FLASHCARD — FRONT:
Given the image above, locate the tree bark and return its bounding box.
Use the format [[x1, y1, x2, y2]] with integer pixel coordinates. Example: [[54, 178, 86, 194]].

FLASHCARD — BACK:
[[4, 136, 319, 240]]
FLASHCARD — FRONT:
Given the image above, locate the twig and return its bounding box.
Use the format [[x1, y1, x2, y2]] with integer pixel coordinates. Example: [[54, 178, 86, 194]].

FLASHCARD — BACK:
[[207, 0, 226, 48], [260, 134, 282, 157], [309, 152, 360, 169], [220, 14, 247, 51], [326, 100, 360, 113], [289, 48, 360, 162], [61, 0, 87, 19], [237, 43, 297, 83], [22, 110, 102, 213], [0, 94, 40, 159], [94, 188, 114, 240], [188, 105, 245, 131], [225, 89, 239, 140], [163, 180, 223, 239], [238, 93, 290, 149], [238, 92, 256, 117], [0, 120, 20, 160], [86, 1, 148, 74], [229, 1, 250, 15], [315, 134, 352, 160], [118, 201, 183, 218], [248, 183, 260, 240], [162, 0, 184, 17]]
________________
Task - The data is to be given again in full, with every line exact.

Expected output -
FLASHCARD — FRONT:
Given the image above, locate the tree bark and return its bounding box.
Use the format [[x1, y1, x2, y2]] with integer pixel coordinates. Example: [[54, 178, 86, 194]].

FLASHCARD — BACK:
[[4, 136, 319, 240]]
FLASHCARD — FRONT:
Given the image above, locate the twig and return its bounding box.
Use the format [[x1, y1, x2, y2]] with integer pixel coordinates. Example: [[54, 178, 86, 194]].

FLASHCARD — BACK:
[[207, 0, 226, 48], [260, 134, 282, 157], [309, 152, 360, 169], [220, 14, 247, 51], [326, 100, 360, 113], [289, 48, 360, 162], [61, 0, 87, 19], [237, 43, 297, 83], [22, 110, 102, 213], [0, 94, 40, 159], [94, 188, 114, 240], [188, 105, 245, 131], [225, 89, 239, 140], [163, 180, 223, 239], [238, 93, 290, 149], [238, 92, 256, 117], [0, 120, 20, 160], [86, 1, 148, 74], [229, 1, 250, 15], [315, 134, 352, 160], [118, 201, 183, 218], [248, 183, 260, 240], [162, 0, 184, 17]]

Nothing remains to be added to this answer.